**PROBLEM REQUIREMENTS**
Rewrite the entries from the line containing "For every instance of the eyeglasses, the" through the end of the entries, changing "innermost" to "most central" and leaving everything else unchanged. Omit the pictures from your answer.

'''

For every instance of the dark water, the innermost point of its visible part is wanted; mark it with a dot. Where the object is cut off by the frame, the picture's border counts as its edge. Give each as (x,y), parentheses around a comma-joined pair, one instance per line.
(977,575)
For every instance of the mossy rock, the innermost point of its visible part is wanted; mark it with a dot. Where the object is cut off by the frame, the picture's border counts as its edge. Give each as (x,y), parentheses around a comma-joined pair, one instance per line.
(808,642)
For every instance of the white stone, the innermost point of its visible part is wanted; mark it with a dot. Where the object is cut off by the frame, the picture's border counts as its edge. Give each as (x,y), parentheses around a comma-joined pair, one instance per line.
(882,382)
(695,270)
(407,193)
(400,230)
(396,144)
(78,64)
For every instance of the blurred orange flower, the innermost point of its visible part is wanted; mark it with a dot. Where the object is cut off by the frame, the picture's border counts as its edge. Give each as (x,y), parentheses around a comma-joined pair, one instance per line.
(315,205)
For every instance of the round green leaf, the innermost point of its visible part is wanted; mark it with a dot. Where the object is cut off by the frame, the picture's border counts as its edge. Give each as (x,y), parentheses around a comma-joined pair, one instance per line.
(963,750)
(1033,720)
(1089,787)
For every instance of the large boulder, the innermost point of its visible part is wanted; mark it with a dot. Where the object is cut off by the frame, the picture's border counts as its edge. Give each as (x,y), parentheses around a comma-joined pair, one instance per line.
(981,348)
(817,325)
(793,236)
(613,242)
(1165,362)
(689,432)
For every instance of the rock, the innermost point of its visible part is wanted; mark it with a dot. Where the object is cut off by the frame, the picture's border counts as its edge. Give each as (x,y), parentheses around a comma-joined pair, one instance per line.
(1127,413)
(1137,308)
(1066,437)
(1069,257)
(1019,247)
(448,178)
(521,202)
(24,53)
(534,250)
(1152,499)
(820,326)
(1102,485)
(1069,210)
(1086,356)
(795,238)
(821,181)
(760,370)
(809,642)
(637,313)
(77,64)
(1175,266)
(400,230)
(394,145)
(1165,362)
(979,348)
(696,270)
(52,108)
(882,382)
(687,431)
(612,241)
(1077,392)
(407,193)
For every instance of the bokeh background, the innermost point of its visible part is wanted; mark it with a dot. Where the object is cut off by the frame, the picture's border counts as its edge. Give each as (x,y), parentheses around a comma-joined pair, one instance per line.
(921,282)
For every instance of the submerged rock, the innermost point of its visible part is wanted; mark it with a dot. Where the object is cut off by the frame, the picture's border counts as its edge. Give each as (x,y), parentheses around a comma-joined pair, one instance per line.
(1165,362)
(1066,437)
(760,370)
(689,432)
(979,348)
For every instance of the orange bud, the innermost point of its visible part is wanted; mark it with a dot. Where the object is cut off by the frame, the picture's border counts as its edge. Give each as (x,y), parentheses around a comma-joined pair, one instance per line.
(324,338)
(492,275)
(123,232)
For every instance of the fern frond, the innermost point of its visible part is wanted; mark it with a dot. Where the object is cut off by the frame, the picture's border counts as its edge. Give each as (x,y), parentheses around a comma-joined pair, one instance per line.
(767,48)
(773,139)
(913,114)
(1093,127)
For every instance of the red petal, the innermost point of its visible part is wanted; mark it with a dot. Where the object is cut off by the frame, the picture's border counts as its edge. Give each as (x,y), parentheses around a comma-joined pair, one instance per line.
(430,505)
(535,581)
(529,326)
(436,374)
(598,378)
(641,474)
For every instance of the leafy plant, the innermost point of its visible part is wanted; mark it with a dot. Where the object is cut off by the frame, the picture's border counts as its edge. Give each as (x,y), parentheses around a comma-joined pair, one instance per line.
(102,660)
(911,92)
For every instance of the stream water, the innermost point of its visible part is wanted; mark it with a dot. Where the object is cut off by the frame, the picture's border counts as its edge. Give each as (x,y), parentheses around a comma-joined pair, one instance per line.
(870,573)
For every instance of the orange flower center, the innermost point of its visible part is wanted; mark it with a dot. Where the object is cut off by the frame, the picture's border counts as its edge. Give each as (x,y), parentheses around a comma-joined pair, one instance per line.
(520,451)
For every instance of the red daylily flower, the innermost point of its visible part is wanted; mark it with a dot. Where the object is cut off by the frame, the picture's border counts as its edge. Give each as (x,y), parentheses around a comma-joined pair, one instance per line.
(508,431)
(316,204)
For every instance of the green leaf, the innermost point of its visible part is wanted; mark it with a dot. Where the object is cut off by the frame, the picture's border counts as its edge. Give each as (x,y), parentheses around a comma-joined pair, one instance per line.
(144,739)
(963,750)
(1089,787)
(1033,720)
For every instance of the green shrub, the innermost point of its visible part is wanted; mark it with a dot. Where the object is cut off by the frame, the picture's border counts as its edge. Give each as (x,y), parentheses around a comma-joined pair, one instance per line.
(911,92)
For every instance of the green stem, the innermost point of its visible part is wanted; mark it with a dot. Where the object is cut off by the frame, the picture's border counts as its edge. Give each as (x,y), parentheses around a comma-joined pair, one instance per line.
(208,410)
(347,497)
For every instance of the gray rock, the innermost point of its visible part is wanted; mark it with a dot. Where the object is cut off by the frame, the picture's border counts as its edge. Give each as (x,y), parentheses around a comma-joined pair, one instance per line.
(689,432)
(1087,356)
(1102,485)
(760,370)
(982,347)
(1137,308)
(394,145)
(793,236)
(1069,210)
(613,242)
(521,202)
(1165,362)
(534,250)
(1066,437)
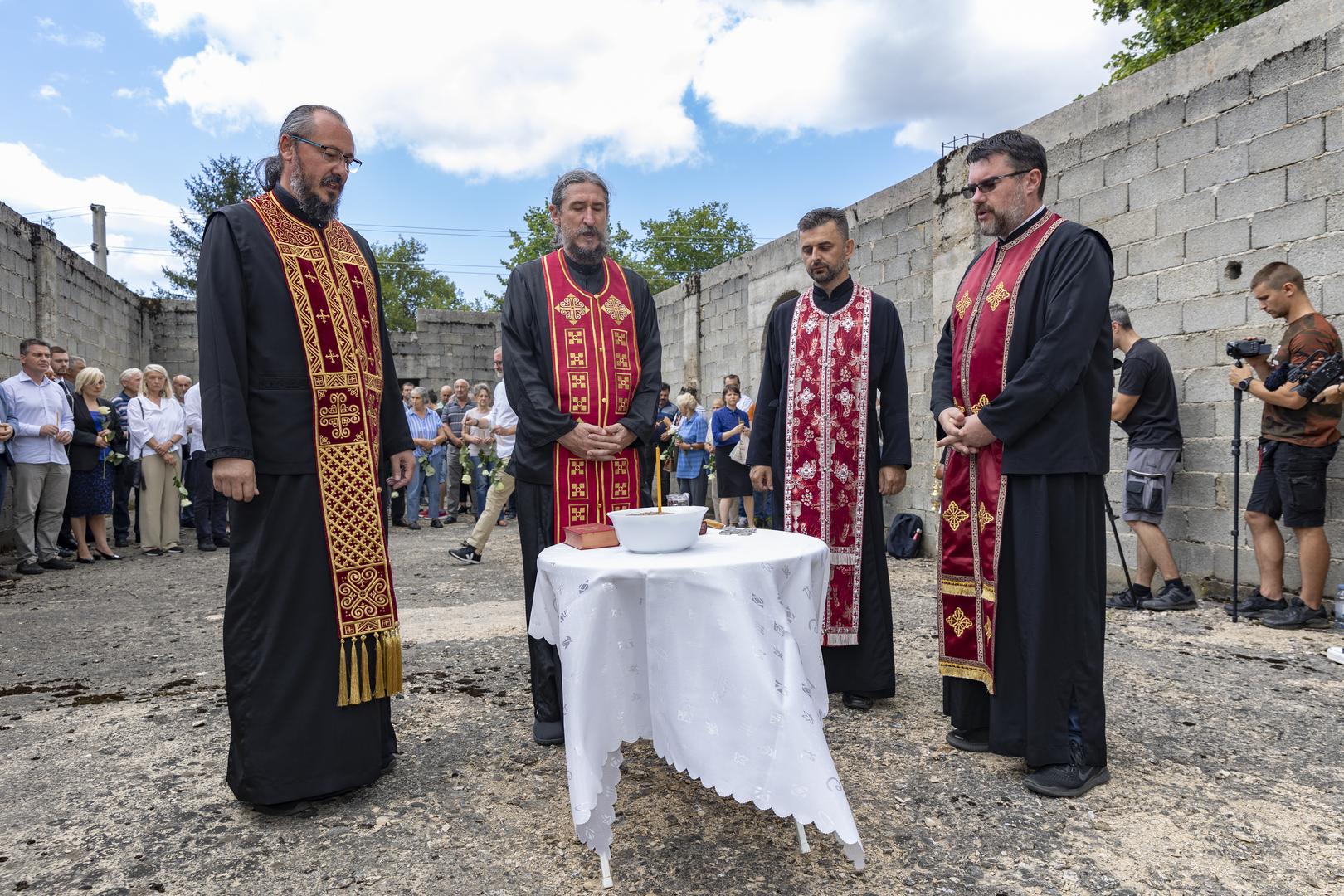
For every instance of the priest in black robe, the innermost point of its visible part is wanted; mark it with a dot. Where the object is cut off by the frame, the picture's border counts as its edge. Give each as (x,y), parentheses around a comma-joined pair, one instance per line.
(863,670)
(580,208)
(1051,418)
(290,742)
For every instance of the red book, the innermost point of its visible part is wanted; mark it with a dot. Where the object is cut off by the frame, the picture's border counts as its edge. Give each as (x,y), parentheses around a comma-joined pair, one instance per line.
(590,535)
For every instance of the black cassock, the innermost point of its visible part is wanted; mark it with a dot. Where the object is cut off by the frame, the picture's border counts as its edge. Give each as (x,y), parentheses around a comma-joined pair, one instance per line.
(867,668)
(530,383)
(1053,418)
(290,739)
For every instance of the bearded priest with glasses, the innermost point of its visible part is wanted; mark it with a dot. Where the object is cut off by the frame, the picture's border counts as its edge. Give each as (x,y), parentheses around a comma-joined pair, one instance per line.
(1022,395)
(581,340)
(300,407)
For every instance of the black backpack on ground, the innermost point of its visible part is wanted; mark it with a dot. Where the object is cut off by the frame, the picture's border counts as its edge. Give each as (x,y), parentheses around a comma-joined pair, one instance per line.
(906,536)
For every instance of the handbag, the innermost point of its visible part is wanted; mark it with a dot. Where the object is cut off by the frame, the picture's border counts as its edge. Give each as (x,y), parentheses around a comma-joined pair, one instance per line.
(739,450)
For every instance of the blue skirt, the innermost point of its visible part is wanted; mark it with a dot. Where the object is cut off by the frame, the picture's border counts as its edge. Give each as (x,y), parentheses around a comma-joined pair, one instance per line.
(90,490)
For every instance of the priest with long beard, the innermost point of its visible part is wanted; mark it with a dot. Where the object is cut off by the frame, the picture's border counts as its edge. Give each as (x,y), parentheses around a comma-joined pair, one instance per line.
(830,451)
(300,407)
(581,336)
(1022,394)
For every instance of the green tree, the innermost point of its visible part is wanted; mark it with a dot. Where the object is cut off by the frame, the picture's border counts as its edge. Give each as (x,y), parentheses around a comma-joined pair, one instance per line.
(689,242)
(538,238)
(410,286)
(1170,26)
(222,182)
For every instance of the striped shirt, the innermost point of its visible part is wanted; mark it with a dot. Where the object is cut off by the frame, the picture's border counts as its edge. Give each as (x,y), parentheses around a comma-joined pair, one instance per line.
(425,427)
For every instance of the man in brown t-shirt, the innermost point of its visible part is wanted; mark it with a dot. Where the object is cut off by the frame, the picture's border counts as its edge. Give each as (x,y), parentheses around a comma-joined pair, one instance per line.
(1298,442)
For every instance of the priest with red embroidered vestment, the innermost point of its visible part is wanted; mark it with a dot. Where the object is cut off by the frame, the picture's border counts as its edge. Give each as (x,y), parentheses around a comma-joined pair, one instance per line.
(830,450)
(300,409)
(1022,394)
(582,358)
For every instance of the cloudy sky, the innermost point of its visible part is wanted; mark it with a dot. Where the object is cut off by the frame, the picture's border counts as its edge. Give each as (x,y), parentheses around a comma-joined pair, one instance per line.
(465,112)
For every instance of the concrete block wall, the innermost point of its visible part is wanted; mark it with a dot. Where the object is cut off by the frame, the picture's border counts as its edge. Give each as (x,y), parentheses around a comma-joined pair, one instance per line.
(1198,171)
(448,345)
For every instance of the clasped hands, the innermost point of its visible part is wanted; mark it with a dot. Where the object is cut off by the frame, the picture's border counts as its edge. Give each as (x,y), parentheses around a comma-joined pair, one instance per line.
(964,434)
(597,442)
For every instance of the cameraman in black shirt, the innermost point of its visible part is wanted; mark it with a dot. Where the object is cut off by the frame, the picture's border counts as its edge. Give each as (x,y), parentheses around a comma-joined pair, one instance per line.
(1146,409)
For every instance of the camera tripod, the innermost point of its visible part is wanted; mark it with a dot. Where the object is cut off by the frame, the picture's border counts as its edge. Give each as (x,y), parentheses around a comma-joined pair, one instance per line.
(1120,550)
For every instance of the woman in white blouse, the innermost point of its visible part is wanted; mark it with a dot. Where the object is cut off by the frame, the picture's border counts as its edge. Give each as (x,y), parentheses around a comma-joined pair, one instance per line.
(158,426)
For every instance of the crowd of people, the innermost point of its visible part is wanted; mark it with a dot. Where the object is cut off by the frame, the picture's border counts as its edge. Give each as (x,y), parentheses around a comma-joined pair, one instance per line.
(581,423)
(78,455)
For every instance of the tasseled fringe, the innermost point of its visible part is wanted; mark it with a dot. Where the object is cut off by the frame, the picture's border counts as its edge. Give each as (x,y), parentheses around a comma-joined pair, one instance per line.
(342,694)
(353,681)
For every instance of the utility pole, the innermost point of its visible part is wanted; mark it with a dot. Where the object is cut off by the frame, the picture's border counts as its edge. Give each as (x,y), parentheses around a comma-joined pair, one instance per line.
(100,236)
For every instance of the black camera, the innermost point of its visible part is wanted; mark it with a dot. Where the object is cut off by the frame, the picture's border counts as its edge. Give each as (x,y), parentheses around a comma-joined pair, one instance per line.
(1244,348)
(1317,373)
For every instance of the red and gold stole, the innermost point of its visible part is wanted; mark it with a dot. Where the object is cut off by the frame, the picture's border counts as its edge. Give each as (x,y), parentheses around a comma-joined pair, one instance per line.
(825,453)
(973,489)
(597,368)
(336,304)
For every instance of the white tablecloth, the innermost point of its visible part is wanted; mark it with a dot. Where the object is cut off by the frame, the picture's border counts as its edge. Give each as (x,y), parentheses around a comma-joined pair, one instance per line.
(714,655)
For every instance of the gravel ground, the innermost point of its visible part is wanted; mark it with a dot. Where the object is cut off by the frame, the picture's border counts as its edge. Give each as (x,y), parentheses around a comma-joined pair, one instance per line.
(1225,751)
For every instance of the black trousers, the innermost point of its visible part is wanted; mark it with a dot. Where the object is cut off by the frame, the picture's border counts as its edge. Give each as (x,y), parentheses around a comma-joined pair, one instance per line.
(1051,626)
(212,507)
(123,481)
(537,533)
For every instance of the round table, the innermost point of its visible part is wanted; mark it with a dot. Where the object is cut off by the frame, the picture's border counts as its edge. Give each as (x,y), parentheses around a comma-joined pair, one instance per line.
(714,655)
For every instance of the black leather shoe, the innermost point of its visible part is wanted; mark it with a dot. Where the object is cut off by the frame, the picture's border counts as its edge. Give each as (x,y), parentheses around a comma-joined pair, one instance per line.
(969,739)
(1073,779)
(1172,598)
(1122,599)
(548,733)
(1255,605)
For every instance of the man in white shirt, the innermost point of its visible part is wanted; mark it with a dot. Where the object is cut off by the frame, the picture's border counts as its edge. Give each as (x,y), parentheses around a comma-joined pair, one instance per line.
(745,402)
(504,429)
(43,425)
(210,507)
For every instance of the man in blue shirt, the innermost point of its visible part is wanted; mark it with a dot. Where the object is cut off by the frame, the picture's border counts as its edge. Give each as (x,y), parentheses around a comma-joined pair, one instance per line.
(43,425)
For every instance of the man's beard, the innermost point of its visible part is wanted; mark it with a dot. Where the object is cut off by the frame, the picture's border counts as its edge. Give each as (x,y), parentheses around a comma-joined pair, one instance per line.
(1003,222)
(824,275)
(314,206)
(569,240)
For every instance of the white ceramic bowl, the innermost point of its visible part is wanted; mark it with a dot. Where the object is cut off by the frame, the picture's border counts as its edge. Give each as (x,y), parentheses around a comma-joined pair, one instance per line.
(647,531)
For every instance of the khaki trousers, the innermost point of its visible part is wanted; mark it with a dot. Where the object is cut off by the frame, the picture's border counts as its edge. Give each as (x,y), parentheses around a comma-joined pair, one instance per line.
(494,503)
(39,496)
(158,503)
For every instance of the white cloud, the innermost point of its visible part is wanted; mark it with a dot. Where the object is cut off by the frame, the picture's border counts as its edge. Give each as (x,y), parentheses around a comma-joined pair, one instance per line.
(926,71)
(47,30)
(134,221)
(485,90)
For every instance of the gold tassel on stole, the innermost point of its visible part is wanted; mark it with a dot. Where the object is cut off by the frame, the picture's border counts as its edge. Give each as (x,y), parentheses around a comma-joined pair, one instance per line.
(379,652)
(363,670)
(342,696)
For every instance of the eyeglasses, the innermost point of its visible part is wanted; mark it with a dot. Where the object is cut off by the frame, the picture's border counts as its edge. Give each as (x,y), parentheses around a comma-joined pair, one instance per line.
(988,184)
(331,153)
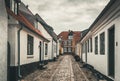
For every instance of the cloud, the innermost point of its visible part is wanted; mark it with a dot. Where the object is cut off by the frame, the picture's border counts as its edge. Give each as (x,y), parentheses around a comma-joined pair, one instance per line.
(67,14)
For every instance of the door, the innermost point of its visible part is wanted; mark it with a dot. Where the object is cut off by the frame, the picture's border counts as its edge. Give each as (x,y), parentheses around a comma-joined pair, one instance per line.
(8,62)
(40,46)
(111,52)
(86,52)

'''

**WRITTEN ANSWER**
For every instance of the eyeglasses, the most central point of its visible part is wanted; mark it with a dot. Where the object is cut off by the frame, the picture's border counts as its edge. Give each as (x,y), parentheses around a comma-joined pair, one instance per line.
(988,184)
(331,153)
For every instance of the cloud, the most central point of its visible part is wanted; mark it with a dot. Where the object is cut off by the frame, the picture's border counts as its edge. Give each as (x,y), parentheses around a comma-joined pair, one instance per line.
(67,14)
For every instance of the door, the most central point of its visible part is wanted; mark it with a dot. Where the object is cut off by the frame, the picture's border counts as its edge. Give each as (x,y), parentheses around a comma-joined pair, one instance per line.
(8,62)
(40,46)
(111,52)
(86,52)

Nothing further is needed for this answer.